------ Text ------
Eine Bürgerversammlung unter aller Sau

Wie sich Bürger und Bürgermeister blamieren können

Es ist schon spät oder auch früh. Das kann man  nennen, wie man will.

Am Dienstag war ich zur Einwohnerversammlung meiner Heimatstadt. Große Aufregung im Vorfeld, ich war gespannt, wie das alles abläuft, denn die Gemüter im gesamten Land sind sehr erhitzt, was man auch verstehen kann. Unsere Regierung macht es uns nicht leicht, sie zu mögen. Aber Schluss mit dem Gejammere. Jetzt geht's erst richtig los.

Der BM hatte zur Einwohnerversammlung geladen. Als guter Bürger dieser Stadt nahm ich teil. Bevor ich eingelassen wurde, musste ich mich registrieren. Es geht eben nichts über deutsche Gründlichkeit. So weit, so gut. Ich betrat den Raum. Schon beim Betreten der Vogtlandhalle wunderte ich mich, dass ich nicht in den großen Saal gehen durfte. Es ging nach oben in den Raum, wo sonst der Stadtrat tagt. Ich war pünktlich, nicht zu spät. Doch in der Sardinenbüchse wurden so langsam die Plätze rar. Aber ich Glückliche fand einen Platz. Auf einmal wurde es sehr hektisch oder betriebsam. Ich weiß nicht, wie ich es bezeichnen soll. Es kamen gepolsterte Klappstühle. Ich war doch zu einer Einwohnerversammlung und nicht zur Gartenparty geladen? Oder?
------ Gegebene Daten ------
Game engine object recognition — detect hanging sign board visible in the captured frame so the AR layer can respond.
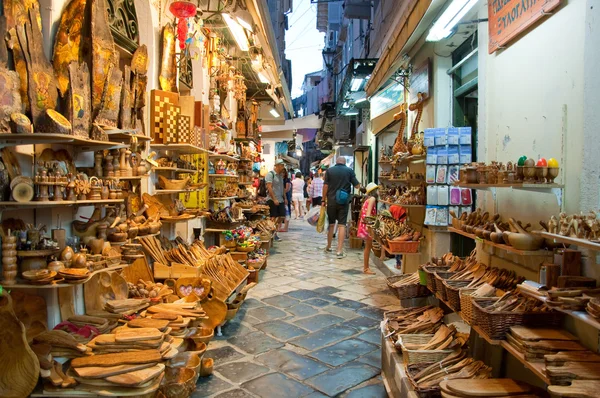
------
**Arbeitsauftrag**. Schreiben Sie den Text über die Einwohnerversammlung vollständig und wortgetreu ab. Die Daten sind eigenständiges Material und gehören nicht zum Text.

**Lösung**.
Eine Bürgerversammlung unter aller Sau

Wie sich Bürger und Bürgermeister blamieren können

Es ist schon spät oder auch früh. Das kann man  nennen, wie man will.

Am Dienstag war ich zur Einwohnerversammlung meiner Heimatstadt. Große Aufregung im Vorfeld, ich war gespannt, wie das alles abläuft, denn die Gemüter im gesamten Land sind sehr erhitzt, was man auch verstehen kann. Unsere Regierung macht es uns nicht leicht, sie zu mögen. Aber Schluss mit dem Gejammere. Jetzt geht's erst richtig los.

Der BM hatte zur Einwohnerversammlung geladen. Als guter Bürger dieser Stadt nahm ich teil. Bevor ich eingelassen wurde, musste ich mich registrieren. Es geht eben nichts über deutsche Gründlichkeit. So weit, so gut. Ich betrat den Raum. Schon beim Betreten der Vogtlandhalle wunderte ich mich, dass ich nicht in den großen Saal gehen durfte. Es ging nach oben in den Raum, wo sonst der Stadtrat tagt. Ich war pünktlich, nicht zu spät. Doch in der Sardinenbüchse wurden so langsam die Plätze rar. Aber ich Glückliche fand einen Platz. Auf einmal wurde es sehr hektisch oder betriebsam. Ich weiß nicht, wie ich es bezeichnen soll. Es kamen gepolsterte Klappstühle. Ich war doch zu einer Einwohnerversammlung und nicht zur Gartenparty geladen? Oder?